======== The data ========
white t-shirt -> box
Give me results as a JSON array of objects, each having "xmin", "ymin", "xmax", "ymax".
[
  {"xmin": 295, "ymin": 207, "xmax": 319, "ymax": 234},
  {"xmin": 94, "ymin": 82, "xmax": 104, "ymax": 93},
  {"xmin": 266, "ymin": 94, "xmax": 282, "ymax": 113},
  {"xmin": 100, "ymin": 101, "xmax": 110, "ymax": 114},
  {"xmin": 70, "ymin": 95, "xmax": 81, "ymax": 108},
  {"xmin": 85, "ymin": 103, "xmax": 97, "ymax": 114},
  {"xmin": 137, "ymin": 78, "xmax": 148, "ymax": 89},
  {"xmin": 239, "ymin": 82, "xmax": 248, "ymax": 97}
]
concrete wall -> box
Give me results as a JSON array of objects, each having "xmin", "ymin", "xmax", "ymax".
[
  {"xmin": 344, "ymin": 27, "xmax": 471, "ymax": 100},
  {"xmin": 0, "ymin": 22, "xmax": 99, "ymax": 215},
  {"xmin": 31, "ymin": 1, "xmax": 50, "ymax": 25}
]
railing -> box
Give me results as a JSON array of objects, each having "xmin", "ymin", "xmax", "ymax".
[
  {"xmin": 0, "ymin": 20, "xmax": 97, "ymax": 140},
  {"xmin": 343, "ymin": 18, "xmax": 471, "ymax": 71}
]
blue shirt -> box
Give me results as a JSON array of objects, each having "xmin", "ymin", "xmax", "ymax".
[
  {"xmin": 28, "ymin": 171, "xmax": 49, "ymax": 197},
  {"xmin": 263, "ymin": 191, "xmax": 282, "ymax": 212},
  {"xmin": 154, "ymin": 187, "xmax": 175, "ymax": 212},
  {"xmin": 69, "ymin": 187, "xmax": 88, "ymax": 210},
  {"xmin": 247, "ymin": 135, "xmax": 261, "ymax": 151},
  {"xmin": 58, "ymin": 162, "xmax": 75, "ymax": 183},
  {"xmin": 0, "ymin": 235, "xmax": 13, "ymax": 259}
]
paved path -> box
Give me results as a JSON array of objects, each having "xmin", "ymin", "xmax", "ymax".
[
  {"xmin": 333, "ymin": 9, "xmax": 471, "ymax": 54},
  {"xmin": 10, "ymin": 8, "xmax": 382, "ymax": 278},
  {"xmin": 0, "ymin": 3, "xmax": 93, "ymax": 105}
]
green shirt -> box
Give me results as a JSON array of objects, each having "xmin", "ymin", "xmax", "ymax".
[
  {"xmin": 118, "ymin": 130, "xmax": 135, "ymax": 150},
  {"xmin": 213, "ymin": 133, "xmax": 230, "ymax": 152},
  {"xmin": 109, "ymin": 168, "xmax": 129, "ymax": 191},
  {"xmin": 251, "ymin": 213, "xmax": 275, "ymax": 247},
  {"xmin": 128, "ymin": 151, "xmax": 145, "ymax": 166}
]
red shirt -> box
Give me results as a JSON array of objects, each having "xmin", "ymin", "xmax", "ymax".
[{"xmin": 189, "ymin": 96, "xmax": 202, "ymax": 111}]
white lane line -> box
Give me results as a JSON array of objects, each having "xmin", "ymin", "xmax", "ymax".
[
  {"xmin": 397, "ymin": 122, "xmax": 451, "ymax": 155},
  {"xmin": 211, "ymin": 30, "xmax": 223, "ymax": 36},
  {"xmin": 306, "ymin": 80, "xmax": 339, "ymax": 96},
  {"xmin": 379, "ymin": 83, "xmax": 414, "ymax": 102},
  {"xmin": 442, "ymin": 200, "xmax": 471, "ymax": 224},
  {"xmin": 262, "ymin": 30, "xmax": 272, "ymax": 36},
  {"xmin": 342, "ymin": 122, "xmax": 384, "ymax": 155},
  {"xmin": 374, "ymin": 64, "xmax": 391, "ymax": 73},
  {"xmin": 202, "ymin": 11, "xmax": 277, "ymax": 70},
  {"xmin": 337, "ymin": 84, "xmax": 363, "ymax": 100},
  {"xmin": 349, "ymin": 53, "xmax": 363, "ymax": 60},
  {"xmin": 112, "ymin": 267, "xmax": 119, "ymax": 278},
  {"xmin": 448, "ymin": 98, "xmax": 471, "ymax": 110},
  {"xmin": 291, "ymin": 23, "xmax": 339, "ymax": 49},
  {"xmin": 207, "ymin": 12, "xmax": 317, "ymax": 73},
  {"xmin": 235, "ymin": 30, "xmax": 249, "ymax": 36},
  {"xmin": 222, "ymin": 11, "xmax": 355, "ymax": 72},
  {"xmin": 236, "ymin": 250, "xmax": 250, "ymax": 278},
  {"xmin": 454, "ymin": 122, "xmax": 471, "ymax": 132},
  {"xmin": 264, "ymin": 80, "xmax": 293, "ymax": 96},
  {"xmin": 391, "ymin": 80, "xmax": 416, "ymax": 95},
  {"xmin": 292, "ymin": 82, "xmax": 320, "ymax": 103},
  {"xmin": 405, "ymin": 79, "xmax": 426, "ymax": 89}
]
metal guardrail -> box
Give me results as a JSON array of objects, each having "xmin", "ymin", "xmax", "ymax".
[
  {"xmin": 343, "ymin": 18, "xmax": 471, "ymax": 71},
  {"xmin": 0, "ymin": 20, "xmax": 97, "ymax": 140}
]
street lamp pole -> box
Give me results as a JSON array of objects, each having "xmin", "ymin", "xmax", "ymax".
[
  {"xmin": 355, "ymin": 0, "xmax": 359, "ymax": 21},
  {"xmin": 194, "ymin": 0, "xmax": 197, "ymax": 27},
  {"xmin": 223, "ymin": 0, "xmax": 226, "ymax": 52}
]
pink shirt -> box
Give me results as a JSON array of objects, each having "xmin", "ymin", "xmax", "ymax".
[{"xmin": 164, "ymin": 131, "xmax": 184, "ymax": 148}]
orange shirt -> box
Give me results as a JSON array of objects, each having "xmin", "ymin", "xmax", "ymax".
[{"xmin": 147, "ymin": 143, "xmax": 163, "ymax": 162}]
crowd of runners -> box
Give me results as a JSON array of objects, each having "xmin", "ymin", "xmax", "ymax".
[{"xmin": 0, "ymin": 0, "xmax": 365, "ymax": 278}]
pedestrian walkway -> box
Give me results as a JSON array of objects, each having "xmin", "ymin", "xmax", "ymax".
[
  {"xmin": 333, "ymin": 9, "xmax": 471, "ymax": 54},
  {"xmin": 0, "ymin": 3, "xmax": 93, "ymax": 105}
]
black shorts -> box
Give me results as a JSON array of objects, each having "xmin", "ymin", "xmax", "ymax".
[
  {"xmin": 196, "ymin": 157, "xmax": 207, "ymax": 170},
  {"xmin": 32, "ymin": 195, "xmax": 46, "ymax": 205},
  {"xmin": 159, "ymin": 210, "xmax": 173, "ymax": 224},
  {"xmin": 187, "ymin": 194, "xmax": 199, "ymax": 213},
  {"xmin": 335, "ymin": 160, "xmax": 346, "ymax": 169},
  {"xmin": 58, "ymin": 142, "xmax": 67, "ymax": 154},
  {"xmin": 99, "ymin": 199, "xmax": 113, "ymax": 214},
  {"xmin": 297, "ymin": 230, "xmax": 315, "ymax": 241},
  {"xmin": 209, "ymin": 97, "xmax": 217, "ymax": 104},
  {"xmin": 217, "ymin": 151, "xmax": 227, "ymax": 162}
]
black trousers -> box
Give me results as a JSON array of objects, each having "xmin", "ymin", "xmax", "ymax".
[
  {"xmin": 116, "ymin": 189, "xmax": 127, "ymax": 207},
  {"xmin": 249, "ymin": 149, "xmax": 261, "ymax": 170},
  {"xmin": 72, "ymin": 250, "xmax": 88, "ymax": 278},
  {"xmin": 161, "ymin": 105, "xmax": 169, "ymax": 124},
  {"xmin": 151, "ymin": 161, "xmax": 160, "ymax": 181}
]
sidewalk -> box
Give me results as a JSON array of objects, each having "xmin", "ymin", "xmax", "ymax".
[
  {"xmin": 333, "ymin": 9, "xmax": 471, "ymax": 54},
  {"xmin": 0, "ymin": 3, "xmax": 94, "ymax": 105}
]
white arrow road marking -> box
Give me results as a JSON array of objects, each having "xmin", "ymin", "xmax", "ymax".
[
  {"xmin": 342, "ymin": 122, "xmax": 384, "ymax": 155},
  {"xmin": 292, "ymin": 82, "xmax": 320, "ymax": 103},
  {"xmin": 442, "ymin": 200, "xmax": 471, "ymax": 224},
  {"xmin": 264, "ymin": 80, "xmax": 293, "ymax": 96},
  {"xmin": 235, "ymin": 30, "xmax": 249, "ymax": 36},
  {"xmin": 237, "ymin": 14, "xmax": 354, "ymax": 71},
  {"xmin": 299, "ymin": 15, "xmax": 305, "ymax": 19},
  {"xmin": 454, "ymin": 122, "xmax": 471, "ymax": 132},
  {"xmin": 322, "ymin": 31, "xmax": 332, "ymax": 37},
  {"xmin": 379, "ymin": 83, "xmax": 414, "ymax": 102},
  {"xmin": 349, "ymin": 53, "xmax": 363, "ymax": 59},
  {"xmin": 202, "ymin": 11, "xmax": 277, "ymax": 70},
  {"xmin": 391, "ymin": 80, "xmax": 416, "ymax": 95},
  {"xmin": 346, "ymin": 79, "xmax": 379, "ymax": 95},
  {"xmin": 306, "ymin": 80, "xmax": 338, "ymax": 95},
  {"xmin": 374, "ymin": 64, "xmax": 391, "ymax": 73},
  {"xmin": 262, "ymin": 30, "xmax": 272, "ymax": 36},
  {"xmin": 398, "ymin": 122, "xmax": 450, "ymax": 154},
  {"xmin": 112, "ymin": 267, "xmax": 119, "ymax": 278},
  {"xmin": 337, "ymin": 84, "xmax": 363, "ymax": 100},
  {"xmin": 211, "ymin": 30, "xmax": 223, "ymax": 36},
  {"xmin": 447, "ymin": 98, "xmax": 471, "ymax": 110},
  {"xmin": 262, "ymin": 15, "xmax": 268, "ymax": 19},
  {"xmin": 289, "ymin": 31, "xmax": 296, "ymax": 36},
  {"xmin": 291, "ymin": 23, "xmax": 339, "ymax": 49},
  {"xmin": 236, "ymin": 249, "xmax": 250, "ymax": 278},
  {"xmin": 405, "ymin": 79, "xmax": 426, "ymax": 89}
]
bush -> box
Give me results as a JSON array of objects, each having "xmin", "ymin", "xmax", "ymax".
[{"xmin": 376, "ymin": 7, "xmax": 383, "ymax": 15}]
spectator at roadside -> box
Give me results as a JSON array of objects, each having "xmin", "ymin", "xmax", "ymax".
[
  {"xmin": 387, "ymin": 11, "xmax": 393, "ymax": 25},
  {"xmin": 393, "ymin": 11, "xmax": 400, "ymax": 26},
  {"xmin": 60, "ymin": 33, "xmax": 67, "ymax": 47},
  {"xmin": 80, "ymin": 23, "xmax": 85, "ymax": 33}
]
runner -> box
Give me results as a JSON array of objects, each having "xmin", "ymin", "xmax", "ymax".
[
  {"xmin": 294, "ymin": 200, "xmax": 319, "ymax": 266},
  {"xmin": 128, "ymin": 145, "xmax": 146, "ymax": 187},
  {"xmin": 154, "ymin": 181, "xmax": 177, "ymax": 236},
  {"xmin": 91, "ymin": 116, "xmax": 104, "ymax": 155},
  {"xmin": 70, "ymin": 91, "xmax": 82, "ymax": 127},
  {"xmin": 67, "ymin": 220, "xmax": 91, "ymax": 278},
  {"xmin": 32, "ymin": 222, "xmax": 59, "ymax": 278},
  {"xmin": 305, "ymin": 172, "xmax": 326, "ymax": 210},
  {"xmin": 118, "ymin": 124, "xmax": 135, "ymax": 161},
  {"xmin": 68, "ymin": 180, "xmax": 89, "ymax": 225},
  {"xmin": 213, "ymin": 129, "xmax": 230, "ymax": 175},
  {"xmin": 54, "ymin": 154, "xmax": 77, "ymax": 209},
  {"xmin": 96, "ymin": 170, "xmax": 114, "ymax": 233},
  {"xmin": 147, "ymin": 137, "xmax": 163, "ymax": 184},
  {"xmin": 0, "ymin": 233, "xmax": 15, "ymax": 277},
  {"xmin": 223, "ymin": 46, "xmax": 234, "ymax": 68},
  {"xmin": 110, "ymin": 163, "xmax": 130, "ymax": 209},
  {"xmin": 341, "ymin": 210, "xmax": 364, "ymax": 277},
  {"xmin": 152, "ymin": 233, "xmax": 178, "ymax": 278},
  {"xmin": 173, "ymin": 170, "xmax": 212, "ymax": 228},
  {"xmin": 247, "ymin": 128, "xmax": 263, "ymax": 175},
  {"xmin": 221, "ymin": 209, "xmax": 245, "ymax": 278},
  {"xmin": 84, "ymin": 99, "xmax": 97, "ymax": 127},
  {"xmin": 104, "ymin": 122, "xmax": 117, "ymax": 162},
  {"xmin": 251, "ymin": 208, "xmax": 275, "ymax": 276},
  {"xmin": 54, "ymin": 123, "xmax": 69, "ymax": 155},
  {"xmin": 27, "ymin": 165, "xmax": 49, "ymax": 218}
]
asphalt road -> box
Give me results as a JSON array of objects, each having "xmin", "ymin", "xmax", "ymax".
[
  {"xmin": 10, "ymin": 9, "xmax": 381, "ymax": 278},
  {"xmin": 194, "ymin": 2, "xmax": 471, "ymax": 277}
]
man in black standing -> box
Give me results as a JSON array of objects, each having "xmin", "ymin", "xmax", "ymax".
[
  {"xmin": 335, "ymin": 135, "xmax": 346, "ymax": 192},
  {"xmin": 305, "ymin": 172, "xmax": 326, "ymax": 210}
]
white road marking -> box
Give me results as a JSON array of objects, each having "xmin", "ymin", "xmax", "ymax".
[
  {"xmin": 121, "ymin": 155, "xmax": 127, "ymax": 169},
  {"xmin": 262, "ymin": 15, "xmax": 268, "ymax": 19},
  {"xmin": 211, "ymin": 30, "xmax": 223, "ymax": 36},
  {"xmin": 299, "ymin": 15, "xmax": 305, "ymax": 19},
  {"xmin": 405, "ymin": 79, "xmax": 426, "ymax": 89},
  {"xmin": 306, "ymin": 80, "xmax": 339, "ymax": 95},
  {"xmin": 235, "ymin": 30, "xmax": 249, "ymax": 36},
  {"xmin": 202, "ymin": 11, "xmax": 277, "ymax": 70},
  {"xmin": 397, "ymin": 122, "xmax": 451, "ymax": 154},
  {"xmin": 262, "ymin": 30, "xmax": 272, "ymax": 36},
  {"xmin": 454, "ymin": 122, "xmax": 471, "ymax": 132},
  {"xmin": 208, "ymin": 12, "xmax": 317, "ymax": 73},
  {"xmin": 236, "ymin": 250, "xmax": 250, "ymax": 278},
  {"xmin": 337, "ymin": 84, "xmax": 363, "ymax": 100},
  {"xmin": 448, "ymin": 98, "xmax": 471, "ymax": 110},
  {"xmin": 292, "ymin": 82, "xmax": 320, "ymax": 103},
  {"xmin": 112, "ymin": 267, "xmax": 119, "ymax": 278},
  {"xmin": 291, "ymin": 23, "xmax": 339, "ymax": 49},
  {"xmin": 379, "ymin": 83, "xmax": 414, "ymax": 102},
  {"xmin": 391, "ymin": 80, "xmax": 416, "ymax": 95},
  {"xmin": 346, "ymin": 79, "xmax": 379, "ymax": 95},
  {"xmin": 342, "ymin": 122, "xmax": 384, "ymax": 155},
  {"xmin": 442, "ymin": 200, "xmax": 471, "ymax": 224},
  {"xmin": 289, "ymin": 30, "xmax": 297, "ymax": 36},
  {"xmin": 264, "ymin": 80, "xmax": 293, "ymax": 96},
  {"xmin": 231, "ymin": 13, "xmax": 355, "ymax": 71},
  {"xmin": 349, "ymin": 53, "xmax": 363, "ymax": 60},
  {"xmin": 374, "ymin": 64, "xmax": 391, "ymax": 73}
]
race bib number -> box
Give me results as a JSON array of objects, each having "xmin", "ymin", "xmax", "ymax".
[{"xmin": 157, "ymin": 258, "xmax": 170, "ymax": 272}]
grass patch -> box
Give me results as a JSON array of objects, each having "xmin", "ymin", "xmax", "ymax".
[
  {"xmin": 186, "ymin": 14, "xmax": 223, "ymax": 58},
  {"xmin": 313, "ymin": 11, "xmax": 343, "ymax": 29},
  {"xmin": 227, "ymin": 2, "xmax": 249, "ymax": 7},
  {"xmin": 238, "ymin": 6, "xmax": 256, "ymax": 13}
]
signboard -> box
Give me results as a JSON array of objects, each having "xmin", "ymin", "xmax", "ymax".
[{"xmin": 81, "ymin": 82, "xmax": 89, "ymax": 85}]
========
## Work order
Working from the records above, write out verbatim only the lines from the line containing "railing -> box" through the line containing "white lane line -> box".

## Your response
railing -> box
Give me results as a JSON array of objects, each having "xmin", "ymin", "xmax", "ymax".
[
  {"xmin": 0, "ymin": 20, "xmax": 97, "ymax": 140},
  {"xmin": 343, "ymin": 18, "xmax": 471, "ymax": 71}
]
blue shirt -> box
Give me results as a JSON array of objects, each having "xmin", "ymin", "xmax", "ymax".
[
  {"xmin": 28, "ymin": 171, "xmax": 49, "ymax": 197},
  {"xmin": 263, "ymin": 191, "xmax": 282, "ymax": 212},
  {"xmin": 154, "ymin": 187, "xmax": 175, "ymax": 212},
  {"xmin": 69, "ymin": 187, "xmax": 88, "ymax": 210},
  {"xmin": 247, "ymin": 135, "xmax": 261, "ymax": 151},
  {"xmin": 58, "ymin": 162, "xmax": 75, "ymax": 183},
  {"xmin": 0, "ymin": 235, "xmax": 13, "ymax": 259}
]
paved path -> box
Give me results as a JSON array of objects, each having "xmin", "ymin", "xmax", "ymax".
[
  {"xmin": 333, "ymin": 9, "xmax": 471, "ymax": 54},
  {"xmin": 10, "ymin": 8, "xmax": 382, "ymax": 278},
  {"xmin": 0, "ymin": 3, "xmax": 93, "ymax": 105}
]
green shirt -> box
Give me results as a JSON array of objects, each having "xmin", "ymin", "xmax", "ymax".
[
  {"xmin": 118, "ymin": 130, "xmax": 135, "ymax": 150},
  {"xmin": 213, "ymin": 133, "xmax": 230, "ymax": 152},
  {"xmin": 109, "ymin": 168, "xmax": 129, "ymax": 191},
  {"xmin": 251, "ymin": 213, "xmax": 275, "ymax": 247},
  {"xmin": 128, "ymin": 151, "xmax": 145, "ymax": 166}
]
red shirt -> box
Give me results as a JSON array of objects, each having "xmin", "ymin", "xmax", "ymax".
[{"xmin": 189, "ymin": 96, "xmax": 202, "ymax": 111}]
white lane line -> box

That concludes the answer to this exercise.